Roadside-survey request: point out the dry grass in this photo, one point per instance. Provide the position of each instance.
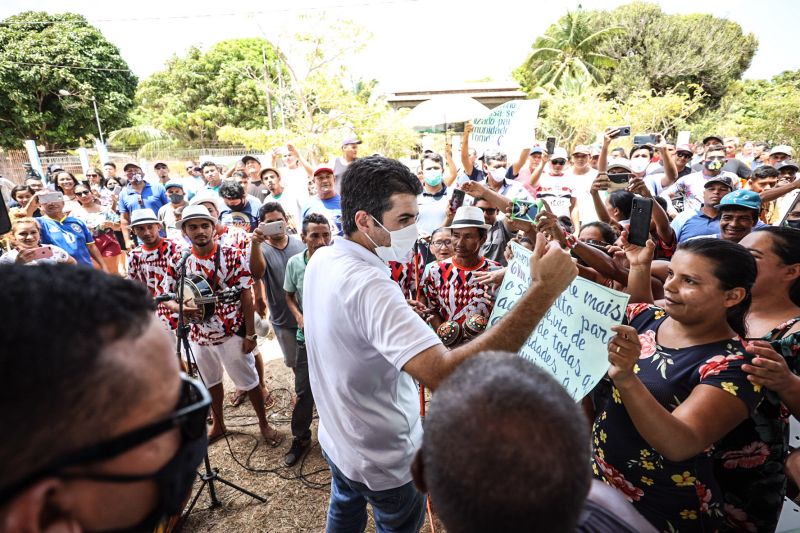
(292, 505)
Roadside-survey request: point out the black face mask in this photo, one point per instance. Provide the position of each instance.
(793, 223)
(173, 481)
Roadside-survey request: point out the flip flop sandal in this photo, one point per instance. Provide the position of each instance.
(238, 398)
(276, 439)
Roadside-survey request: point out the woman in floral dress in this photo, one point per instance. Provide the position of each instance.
(676, 384)
(749, 461)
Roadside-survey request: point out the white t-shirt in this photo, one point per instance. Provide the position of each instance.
(360, 332)
(59, 256)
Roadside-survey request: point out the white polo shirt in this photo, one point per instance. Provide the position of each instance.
(360, 332)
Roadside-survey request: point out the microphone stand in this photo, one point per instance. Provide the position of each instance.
(210, 475)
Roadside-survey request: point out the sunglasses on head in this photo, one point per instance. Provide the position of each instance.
(189, 416)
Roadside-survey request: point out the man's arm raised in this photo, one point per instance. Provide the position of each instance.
(552, 270)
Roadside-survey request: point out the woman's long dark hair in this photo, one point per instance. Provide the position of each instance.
(734, 267)
(786, 245)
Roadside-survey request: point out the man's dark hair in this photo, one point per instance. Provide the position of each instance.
(270, 207)
(60, 379)
(314, 218)
(505, 449)
(765, 171)
(230, 190)
(368, 185)
(432, 156)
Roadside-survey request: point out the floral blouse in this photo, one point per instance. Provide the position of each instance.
(674, 496)
(748, 462)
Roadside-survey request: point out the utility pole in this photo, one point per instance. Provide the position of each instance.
(267, 89)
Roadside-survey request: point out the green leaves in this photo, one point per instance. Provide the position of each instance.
(41, 54)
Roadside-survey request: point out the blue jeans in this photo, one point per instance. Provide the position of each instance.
(400, 510)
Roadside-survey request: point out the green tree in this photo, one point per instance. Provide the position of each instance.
(199, 93)
(42, 55)
(569, 50)
(659, 51)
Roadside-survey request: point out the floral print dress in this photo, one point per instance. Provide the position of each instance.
(748, 462)
(678, 496)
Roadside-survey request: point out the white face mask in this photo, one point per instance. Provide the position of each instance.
(401, 243)
(639, 164)
(498, 174)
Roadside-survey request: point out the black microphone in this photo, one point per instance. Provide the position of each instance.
(184, 256)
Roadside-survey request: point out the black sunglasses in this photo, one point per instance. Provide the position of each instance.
(189, 416)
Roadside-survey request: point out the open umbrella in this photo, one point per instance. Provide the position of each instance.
(439, 111)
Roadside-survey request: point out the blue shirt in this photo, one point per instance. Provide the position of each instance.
(330, 208)
(153, 196)
(70, 234)
(698, 224)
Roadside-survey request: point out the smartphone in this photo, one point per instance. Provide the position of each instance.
(457, 200)
(50, 197)
(618, 182)
(551, 145)
(525, 210)
(624, 131)
(641, 213)
(43, 252)
(640, 140)
(273, 228)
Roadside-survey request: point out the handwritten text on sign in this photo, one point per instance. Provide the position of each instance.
(571, 341)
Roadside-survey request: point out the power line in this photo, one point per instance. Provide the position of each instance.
(211, 15)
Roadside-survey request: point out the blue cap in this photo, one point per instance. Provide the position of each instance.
(742, 198)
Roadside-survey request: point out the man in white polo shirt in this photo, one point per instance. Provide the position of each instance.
(366, 346)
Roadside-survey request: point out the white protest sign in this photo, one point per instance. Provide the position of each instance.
(571, 341)
(508, 128)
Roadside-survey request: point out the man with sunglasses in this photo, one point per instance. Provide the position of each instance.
(126, 454)
(692, 185)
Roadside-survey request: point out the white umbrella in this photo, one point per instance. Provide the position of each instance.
(443, 110)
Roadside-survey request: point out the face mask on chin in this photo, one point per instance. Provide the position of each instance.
(639, 165)
(401, 243)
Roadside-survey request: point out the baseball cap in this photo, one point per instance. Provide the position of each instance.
(782, 149)
(786, 165)
(618, 162)
(725, 180)
(742, 198)
(581, 149)
(143, 216)
(195, 212)
(322, 168)
(351, 140)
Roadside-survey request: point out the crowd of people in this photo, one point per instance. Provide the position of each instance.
(377, 279)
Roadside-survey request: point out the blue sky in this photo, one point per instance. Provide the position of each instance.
(467, 39)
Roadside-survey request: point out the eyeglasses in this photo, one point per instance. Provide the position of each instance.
(189, 416)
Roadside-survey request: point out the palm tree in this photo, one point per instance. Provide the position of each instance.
(568, 51)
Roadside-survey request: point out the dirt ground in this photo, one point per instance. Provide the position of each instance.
(296, 498)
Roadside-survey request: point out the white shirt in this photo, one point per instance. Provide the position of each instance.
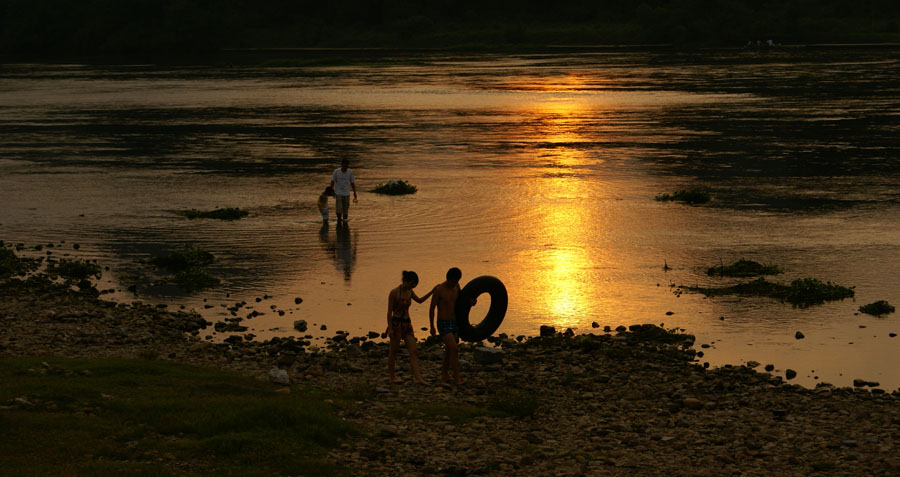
(342, 181)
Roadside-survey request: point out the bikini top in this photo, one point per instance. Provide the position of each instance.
(402, 305)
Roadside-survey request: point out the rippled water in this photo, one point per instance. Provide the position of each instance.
(538, 169)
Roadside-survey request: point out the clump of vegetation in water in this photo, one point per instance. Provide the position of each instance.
(72, 270)
(187, 264)
(397, 187)
(188, 257)
(803, 292)
(744, 268)
(195, 279)
(688, 196)
(12, 265)
(878, 308)
(229, 213)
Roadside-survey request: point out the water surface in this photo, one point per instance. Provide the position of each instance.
(538, 169)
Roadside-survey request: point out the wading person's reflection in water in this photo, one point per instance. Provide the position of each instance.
(342, 181)
(400, 325)
(341, 247)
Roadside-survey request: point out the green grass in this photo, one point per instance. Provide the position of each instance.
(195, 279)
(109, 417)
(395, 188)
(803, 292)
(877, 308)
(744, 268)
(688, 196)
(457, 412)
(228, 213)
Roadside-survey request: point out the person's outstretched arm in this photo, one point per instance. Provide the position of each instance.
(431, 309)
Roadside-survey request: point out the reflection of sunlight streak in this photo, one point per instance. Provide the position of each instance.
(563, 219)
(564, 226)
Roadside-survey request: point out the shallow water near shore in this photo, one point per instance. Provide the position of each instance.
(538, 169)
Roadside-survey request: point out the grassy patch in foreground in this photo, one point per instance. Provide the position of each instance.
(109, 417)
(12, 265)
(803, 292)
(228, 213)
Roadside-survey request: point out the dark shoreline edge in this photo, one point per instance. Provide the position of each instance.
(586, 404)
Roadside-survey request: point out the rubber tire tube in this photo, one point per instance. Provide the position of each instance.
(499, 300)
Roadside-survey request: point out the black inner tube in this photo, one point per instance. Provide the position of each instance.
(499, 300)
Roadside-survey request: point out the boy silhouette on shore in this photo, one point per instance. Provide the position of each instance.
(444, 300)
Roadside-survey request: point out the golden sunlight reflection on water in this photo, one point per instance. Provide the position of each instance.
(543, 176)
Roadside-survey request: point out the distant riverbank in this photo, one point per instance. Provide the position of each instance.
(97, 27)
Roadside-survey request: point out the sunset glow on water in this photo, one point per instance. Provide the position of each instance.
(539, 170)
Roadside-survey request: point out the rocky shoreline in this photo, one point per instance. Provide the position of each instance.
(633, 403)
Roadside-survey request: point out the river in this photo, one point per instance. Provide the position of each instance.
(539, 169)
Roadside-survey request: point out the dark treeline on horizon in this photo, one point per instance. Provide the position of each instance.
(114, 27)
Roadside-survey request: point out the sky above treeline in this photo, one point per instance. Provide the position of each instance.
(110, 27)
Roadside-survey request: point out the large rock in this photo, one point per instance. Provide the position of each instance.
(485, 355)
(279, 376)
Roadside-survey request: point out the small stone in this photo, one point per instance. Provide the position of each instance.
(484, 355)
(279, 376)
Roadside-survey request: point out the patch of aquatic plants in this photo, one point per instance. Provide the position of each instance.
(744, 268)
(656, 334)
(803, 292)
(13, 265)
(686, 196)
(187, 265)
(877, 308)
(228, 213)
(188, 257)
(398, 187)
(74, 270)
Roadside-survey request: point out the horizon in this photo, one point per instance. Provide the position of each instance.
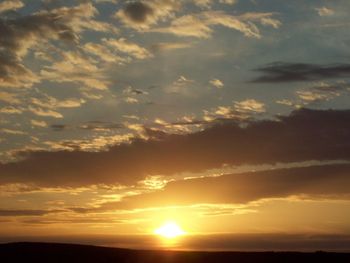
(176, 124)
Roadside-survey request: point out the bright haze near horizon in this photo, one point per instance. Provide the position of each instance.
(229, 118)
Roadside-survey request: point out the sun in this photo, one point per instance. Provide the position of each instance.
(169, 230)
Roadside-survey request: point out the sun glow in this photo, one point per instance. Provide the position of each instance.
(169, 230)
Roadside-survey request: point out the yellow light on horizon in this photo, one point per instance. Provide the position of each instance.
(169, 230)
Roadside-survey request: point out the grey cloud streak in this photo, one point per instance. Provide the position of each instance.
(303, 135)
(328, 181)
(291, 72)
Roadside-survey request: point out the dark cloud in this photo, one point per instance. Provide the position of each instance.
(138, 11)
(289, 72)
(316, 181)
(303, 135)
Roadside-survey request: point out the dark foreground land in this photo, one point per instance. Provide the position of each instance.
(65, 253)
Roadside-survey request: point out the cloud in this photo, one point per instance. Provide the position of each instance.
(322, 91)
(317, 181)
(43, 28)
(11, 213)
(141, 15)
(216, 83)
(250, 105)
(241, 110)
(77, 68)
(124, 46)
(44, 112)
(200, 24)
(164, 46)
(7, 5)
(208, 3)
(303, 135)
(324, 11)
(291, 72)
(9, 98)
(36, 123)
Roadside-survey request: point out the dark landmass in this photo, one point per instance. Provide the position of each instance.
(65, 253)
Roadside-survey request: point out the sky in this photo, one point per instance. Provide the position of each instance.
(229, 117)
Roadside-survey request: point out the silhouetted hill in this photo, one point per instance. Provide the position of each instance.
(65, 253)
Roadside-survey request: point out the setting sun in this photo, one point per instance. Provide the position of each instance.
(169, 230)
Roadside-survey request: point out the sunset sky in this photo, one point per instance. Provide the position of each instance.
(225, 116)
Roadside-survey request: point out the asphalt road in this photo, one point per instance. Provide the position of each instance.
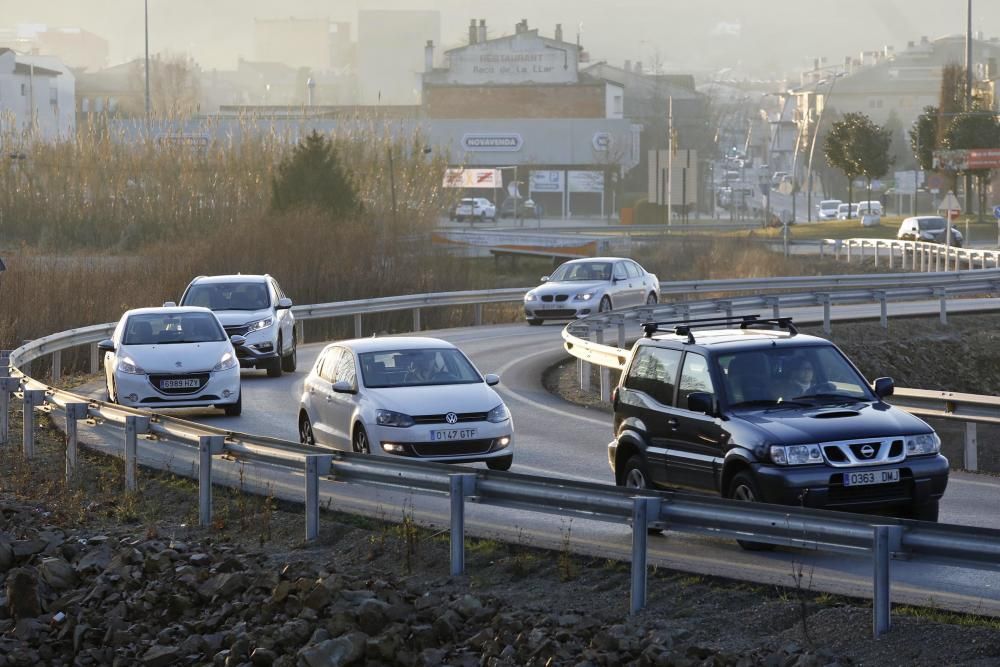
(557, 439)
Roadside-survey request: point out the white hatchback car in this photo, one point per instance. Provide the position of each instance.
(415, 397)
(172, 357)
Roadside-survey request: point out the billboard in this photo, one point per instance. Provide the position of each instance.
(472, 178)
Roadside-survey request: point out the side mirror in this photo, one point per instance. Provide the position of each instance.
(343, 387)
(701, 401)
(884, 387)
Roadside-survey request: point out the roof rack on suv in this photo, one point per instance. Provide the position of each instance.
(684, 327)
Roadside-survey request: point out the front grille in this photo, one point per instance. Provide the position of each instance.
(440, 419)
(454, 448)
(157, 381)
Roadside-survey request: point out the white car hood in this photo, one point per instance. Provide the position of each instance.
(234, 318)
(436, 399)
(192, 357)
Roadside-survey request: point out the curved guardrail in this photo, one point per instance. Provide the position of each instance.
(808, 529)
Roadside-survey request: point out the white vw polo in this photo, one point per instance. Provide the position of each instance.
(408, 396)
(172, 357)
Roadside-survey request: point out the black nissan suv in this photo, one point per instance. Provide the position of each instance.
(762, 413)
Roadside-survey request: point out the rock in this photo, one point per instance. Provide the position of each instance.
(160, 656)
(22, 594)
(337, 652)
(57, 573)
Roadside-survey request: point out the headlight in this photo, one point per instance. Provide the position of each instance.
(260, 324)
(127, 365)
(794, 455)
(926, 443)
(498, 414)
(391, 418)
(228, 361)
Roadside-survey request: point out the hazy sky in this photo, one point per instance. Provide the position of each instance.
(766, 37)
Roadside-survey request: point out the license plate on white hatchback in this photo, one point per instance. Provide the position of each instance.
(453, 434)
(180, 383)
(867, 478)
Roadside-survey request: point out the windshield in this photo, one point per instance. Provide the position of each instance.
(167, 329)
(804, 375)
(228, 296)
(411, 368)
(583, 271)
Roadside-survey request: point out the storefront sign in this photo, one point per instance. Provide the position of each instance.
(585, 181)
(472, 178)
(547, 181)
(495, 142)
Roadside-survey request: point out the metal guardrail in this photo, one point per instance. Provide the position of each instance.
(808, 529)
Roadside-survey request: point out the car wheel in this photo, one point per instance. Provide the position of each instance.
(306, 436)
(274, 365)
(501, 463)
(359, 442)
(235, 409)
(289, 363)
(744, 487)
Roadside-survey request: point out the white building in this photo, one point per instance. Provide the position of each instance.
(37, 96)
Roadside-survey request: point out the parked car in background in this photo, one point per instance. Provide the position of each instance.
(256, 308)
(761, 413)
(828, 209)
(584, 286)
(411, 397)
(930, 229)
(172, 357)
(475, 208)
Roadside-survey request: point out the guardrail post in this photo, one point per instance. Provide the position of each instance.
(943, 297)
(885, 540)
(8, 386)
(460, 486)
(133, 426)
(971, 447)
(316, 465)
(74, 413)
(642, 508)
(56, 366)
(32, 399)
(207, 446)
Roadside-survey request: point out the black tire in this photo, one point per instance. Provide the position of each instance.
(306, 435)
(927, 512)
(637, 477)
(235, 409)
(744, 487)
(289, 362)
(359, 441)
(500, 463)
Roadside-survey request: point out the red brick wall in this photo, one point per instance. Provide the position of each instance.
(565, 101)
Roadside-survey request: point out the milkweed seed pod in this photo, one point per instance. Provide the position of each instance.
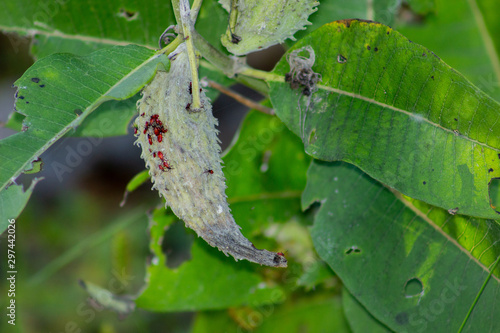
(182, 152)
(259, 24)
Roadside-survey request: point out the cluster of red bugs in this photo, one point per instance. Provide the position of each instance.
(157, 126)
(164, 166)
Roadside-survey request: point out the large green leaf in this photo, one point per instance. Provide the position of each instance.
(468, 39)
(58, 92)
(207, 281)
(399, 261)
(55, 29)
(383, 11)
(398, 112)
(263, 191)
(359, 319)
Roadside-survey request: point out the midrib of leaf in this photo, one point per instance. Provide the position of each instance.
(276, 78)
(424, 217)
(488, 42)
(415, 116)
(104, 97)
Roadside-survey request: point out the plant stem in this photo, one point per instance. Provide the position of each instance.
(187, 27)
(233, 17)
(172, 46)
(478, 295)
(195, 9)
(240, 98)
(177, 13)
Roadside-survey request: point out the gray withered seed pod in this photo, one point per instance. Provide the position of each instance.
(182, 153)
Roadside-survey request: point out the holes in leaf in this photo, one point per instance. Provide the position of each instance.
(352, 249)
(177, 245)
(129, 15)
(494, 191)
(413, 287)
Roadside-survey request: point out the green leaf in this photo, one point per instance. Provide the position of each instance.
(114, 22)
(363, 231)
(12, 202)
(58, 92)
(208, 281)
(398, 112)
(422, 6)
(383, 11)
(111, 118)
(312, 315)
(359, 319)
(122, 305)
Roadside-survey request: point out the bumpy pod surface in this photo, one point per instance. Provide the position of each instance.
(263, 23)
(182, 153)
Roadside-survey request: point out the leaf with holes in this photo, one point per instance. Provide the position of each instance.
(59, 91)
(397, 111)
(410, 265)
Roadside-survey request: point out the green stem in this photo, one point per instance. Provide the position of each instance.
(478, 295)
(233, 18)
(188, 28)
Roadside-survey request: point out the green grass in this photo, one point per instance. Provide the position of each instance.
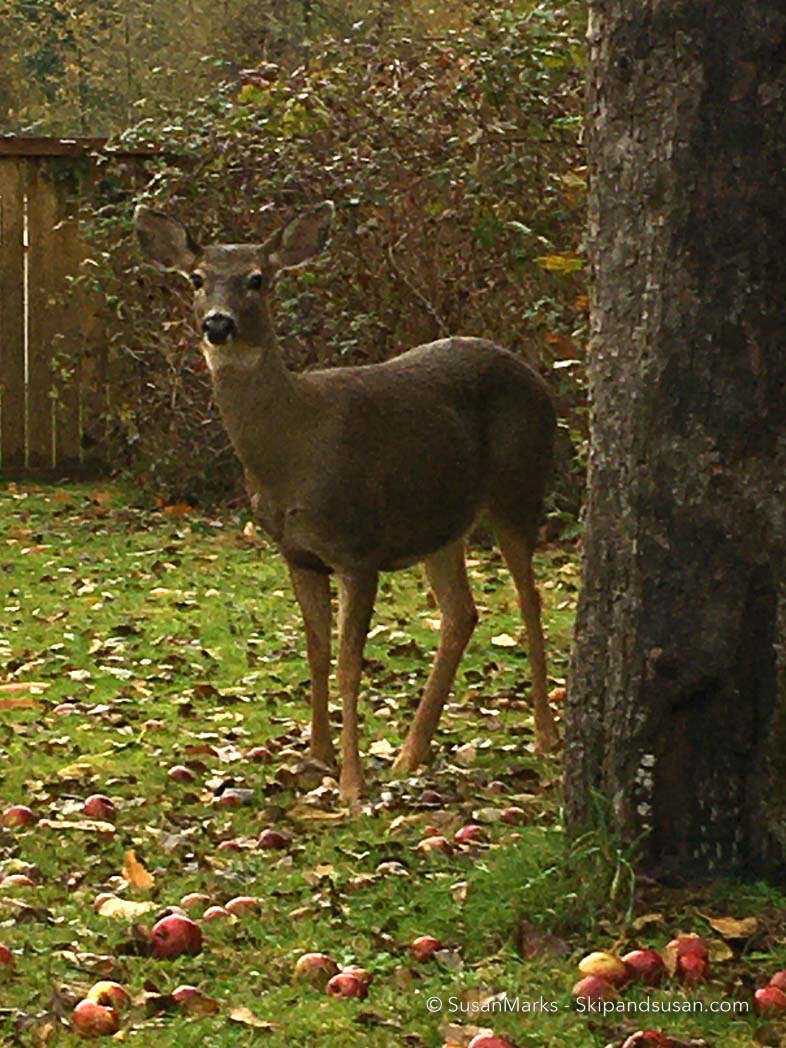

______

WHAT IS REQUIRED
From the material above, pull out each line containing the string "near", treating uppercase and lowercase as different.

RESPONSE TO THE TASK
Roadside-survey request: point out the shallow water near shore in this photo, one point per instance. Provide the position of each instance.
Roadside-survey request: point out the bright haze near horizon in this photo, one point per instance. Provide the position of each instance.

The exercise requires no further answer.